• [PROVIDED PASSAGE]:
******************************
The Obama administration would control costs by creating a new Federal Coordinating Council for Comparative Effectiveness Research to determine which treatments are deemed most effective and thus eligible to be paid for by government. These decisions would be based on statistical averages that cannot take into account specific facts of individual patients.
Yet good physicians must consider precisely these specifics when treating their patients. If you are suffering from abdominal pain due to gallstones, who should decide whether medication or surgery would be more effective for you?
The doctor who has felt your abdomen, listened to your heartbeat, and knows your drug allergies? Or the bureaucrat who got his job by telling the right joke to the right person at the right Washington cocktail party?
We don’t need czars, “health,” cars,” “drugs” or otherwise, period. Last time I checked, this was America, not Russia.
This recent (in the past couple decades) appetite in the American body politic for czars is just another sign of incipient fascism. As Paul notes, we aren’t (yet) serfs in need of a czar, even if the left is intent on making us that way.
******************************
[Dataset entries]
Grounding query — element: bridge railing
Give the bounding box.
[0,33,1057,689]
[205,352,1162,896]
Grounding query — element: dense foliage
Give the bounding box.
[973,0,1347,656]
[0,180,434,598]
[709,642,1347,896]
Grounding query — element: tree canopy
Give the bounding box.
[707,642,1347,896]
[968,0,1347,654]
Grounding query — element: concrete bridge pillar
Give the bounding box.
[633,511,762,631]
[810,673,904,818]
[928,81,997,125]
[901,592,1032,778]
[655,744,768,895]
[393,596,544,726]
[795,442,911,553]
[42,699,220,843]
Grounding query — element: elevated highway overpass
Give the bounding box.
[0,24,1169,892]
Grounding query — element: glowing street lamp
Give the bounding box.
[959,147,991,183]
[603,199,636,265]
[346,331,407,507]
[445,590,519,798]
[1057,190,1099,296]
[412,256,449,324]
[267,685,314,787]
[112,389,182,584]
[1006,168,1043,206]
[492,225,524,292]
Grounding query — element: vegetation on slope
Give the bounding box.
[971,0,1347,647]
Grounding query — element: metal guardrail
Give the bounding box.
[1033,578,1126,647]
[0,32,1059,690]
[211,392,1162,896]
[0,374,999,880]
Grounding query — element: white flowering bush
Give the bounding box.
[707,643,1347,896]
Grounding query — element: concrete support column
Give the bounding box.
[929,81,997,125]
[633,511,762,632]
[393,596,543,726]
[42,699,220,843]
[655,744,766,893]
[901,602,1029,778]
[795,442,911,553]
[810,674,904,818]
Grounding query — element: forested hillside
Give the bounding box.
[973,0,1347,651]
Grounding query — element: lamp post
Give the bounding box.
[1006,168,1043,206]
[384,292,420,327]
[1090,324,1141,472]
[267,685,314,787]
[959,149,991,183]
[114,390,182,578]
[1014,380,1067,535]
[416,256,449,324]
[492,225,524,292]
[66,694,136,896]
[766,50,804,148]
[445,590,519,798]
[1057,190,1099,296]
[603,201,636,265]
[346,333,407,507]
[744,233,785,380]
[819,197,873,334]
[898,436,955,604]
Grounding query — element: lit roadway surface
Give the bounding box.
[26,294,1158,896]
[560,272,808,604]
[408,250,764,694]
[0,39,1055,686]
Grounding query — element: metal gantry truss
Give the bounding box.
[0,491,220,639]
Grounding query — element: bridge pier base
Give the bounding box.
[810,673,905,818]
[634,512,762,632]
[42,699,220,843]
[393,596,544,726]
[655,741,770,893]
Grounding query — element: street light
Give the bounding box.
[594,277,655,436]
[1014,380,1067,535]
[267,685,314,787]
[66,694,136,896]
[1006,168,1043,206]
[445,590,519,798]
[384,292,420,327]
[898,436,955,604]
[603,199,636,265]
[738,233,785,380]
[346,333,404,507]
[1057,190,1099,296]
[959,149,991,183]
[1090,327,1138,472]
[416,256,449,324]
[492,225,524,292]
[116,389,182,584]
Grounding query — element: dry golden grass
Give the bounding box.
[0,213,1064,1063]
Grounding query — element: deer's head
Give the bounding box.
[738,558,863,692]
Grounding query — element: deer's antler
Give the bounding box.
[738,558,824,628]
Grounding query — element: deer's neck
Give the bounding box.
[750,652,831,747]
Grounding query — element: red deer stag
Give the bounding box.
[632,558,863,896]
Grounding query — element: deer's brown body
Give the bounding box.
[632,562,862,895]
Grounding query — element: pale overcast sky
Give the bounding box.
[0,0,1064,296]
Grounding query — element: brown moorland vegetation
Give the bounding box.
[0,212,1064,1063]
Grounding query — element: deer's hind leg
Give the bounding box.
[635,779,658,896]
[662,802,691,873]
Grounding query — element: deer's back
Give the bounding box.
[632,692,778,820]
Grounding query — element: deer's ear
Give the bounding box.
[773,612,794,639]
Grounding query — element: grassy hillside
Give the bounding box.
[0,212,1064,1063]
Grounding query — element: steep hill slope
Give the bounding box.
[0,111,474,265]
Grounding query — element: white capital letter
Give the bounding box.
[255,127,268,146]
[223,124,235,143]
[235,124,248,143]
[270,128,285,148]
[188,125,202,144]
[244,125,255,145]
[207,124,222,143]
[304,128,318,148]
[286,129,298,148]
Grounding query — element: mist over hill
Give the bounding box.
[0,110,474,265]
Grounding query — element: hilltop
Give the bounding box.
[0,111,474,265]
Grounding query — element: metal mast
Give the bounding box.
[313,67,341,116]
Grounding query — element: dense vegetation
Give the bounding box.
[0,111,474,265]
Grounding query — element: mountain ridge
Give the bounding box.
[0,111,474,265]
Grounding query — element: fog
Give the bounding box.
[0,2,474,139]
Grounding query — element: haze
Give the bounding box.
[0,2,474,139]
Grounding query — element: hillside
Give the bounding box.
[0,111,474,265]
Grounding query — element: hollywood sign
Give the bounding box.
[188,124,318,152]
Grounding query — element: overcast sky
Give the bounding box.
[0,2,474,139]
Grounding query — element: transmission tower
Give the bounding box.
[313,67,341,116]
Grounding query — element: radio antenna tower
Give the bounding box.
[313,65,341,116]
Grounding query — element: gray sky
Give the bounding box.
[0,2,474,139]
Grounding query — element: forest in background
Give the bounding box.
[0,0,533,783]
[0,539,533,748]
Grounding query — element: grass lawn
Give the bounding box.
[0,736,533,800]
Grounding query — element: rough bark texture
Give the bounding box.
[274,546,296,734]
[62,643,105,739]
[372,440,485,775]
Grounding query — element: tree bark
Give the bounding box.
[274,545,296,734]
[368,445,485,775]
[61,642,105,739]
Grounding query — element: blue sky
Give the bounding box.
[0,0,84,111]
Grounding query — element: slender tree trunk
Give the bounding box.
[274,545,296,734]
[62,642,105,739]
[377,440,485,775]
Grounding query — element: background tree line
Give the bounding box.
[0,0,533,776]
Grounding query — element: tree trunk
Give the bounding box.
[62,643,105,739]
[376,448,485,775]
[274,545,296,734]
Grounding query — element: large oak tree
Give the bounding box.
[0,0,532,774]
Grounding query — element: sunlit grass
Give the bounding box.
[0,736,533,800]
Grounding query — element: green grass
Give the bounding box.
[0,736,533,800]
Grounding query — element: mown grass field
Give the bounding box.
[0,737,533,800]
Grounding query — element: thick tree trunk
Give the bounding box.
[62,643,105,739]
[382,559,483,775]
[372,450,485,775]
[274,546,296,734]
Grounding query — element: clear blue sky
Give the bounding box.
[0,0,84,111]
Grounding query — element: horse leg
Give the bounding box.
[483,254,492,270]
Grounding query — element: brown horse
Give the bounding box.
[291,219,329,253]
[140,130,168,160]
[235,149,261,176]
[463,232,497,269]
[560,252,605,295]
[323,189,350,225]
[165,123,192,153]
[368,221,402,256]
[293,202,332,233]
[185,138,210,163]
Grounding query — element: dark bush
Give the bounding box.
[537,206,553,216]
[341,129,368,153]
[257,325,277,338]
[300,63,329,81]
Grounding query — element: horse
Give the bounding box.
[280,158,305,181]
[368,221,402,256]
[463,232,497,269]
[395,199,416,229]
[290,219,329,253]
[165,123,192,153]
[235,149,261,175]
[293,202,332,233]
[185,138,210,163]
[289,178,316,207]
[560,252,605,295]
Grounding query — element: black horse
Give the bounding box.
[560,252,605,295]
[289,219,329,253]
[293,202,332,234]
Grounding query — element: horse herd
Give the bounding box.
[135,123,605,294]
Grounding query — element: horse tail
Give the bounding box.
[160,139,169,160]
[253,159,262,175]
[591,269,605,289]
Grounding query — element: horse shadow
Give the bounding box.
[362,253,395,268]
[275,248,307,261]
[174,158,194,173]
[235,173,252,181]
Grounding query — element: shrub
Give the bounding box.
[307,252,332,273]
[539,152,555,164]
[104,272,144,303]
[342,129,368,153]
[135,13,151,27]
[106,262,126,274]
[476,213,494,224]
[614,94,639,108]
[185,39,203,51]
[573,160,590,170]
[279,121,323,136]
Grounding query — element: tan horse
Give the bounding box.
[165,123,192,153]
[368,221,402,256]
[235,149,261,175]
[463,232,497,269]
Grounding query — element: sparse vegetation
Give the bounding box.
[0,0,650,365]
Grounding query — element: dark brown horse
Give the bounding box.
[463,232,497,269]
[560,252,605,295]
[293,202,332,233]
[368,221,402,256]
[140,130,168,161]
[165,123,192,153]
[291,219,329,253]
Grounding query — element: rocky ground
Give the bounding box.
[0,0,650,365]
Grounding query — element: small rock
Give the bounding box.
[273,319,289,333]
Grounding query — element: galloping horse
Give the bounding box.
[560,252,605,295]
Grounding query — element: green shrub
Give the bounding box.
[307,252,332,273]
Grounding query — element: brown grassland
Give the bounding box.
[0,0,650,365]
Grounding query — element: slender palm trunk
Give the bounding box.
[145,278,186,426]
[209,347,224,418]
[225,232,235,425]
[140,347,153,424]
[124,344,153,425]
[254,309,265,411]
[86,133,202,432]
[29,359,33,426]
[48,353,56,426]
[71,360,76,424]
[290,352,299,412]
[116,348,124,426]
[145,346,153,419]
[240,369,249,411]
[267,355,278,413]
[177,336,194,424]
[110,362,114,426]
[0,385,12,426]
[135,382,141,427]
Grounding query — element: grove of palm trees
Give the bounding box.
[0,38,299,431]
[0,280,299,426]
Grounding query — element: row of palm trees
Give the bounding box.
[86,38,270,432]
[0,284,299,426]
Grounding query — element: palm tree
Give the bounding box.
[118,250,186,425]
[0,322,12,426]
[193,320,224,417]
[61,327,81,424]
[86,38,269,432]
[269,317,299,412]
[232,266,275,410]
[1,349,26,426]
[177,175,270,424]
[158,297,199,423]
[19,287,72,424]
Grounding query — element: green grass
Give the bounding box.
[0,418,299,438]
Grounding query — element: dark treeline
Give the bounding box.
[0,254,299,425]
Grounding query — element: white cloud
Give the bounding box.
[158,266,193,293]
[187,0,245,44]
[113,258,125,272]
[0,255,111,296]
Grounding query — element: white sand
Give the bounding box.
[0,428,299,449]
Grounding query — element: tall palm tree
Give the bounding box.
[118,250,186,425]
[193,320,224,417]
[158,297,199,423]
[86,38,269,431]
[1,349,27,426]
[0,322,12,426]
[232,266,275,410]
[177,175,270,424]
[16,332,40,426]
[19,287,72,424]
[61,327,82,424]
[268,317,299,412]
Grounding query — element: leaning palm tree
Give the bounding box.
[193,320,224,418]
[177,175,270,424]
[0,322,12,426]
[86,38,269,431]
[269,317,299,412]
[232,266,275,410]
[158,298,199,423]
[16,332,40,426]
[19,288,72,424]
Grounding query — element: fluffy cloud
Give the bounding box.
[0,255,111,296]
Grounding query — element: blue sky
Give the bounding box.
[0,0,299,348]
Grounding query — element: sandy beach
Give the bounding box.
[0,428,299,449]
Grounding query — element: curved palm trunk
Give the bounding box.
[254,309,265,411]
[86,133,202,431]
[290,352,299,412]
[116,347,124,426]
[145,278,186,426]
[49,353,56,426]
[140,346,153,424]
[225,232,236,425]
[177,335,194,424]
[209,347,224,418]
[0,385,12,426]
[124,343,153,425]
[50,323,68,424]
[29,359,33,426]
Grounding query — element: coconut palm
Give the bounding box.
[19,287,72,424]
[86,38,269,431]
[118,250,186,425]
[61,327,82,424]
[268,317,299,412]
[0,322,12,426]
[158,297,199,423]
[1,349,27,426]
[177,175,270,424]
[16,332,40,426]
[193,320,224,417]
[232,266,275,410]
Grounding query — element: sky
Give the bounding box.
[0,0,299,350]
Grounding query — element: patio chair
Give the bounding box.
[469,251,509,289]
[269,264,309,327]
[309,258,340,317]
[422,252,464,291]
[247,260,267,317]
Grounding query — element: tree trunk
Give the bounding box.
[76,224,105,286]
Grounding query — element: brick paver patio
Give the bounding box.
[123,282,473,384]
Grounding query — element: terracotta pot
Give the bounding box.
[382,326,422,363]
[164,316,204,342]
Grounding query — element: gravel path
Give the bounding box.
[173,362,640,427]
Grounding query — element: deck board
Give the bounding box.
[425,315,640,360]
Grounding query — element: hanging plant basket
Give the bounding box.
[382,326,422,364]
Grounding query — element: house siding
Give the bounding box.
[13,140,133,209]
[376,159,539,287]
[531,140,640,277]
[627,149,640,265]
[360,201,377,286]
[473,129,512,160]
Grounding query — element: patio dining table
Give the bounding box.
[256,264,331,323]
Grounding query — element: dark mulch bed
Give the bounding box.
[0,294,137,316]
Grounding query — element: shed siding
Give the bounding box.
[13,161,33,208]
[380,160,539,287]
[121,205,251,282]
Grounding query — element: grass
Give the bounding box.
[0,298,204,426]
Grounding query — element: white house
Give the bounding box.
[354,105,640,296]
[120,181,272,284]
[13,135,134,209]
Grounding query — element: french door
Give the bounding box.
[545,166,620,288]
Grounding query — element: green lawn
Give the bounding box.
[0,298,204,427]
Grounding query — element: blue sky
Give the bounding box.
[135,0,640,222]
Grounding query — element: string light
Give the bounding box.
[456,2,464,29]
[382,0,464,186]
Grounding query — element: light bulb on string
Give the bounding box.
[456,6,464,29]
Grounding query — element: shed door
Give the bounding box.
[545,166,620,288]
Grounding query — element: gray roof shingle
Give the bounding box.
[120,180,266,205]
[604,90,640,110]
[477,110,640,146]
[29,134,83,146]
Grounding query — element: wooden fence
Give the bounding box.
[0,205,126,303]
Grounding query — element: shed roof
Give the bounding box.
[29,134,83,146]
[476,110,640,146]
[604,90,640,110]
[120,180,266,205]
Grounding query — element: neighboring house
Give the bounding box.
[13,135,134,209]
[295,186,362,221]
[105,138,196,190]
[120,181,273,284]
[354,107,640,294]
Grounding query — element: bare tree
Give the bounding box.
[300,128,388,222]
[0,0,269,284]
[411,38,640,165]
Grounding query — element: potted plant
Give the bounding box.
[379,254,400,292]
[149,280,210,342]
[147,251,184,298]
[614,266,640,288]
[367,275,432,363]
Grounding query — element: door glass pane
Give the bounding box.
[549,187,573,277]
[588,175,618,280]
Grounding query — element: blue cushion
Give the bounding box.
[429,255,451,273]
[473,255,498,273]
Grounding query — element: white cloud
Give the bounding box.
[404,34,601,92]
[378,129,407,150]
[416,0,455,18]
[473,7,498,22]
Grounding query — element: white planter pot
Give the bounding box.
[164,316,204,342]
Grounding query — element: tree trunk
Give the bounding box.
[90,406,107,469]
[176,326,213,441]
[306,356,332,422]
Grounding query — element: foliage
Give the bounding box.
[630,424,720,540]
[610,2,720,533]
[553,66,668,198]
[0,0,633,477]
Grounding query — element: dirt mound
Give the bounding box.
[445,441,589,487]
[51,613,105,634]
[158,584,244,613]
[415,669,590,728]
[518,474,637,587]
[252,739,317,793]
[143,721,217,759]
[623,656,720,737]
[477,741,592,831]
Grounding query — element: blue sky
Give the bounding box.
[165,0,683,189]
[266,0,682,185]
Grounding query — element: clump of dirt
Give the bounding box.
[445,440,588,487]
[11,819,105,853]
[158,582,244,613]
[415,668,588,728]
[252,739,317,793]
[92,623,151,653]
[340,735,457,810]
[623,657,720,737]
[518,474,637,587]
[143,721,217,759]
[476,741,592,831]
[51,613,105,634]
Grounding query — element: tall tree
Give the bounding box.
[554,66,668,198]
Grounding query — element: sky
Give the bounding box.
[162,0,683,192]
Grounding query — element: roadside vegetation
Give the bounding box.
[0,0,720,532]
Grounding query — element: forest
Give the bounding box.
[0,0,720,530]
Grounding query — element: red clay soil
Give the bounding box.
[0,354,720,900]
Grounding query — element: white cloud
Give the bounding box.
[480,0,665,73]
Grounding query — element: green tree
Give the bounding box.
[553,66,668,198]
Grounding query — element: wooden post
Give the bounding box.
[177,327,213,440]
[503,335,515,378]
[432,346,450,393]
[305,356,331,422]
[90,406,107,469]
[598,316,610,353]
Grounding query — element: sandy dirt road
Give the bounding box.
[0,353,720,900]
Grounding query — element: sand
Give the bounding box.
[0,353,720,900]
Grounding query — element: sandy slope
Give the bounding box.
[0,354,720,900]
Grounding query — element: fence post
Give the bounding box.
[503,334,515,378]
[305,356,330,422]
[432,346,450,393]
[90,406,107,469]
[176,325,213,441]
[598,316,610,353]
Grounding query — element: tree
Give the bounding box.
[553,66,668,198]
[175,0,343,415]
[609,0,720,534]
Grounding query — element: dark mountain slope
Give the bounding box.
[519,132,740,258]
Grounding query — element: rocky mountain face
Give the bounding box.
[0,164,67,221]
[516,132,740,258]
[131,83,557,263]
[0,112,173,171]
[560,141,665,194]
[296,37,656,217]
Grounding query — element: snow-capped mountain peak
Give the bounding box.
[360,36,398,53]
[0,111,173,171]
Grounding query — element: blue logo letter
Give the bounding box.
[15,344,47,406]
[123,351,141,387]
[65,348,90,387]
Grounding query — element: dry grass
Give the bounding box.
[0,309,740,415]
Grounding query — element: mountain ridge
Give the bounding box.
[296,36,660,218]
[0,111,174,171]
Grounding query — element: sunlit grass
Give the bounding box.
******************************
• [DIRECTIONS]:
[A] Retype part of the passage on health-care czars above, beginning at the words "Yet good physicians" and stopping after "us that way.".
[B] Continue the passage on health-care czars from where it ends.

• [ANSWER LIST]:
[A]
Yet good physicians must consider precisely these specifics when treating their patients. If you are suffering from abdominal pain due to gallstones, who should decide whether medication or surgery would be more effective for you?
The doctor who has felt your abdomen, listened to your heartbeat, and knows your drug allergies? Or the bureaucrat who got his job by telling the right joke to the right person at the right Washington cocktail party?
We don’t need czars, “health,” cars,” “drugs” or otherwise, period. Last time I checked, this was America, not Russia.
This recent (in the past couple decades) appetite in the American body politic for czars is just another sign of incipient fascism. As Paul notes, we aren’t (yet) serfs in need of a czar, even if the left is intent on making us that way.

[B]
Here are some related thoughts from James Capretta:
Opponents of market-based reform plans like to cite USA Today-type stories to discredit the whole concept of ownership, consumer choice, and competition in health care. But, in reality, the article again points to the need for a systematic reform which would give individually-purchased insurance the same tax advantage as now provided to employer-paid premiums. That change by itself would give the individual market the size and scale it needs for more stability. And then the competition which consumer choice provides would entice lower cost, higher quality products into the market as well. Over time, the financial advantages enjoyed by today’s dominant employer-based plans would give way to the security of owning stable insurance that can be kept even as job circumstances change.
Health insurance is another area in which politicians screw up the market, and then demand more (and more damaging) intervention to fix the problems caused by the screwing up, while blaming an unfettered market that didn’t exist.
Given that I tend to pronounce acronyms as words rather than by spelling them (which is why I say “earl” rather than you-are-ell”), the only way I can think of to improve the name of this council is by replacing “Coordinating” with “Unifying” or “Underwhelming” or some such.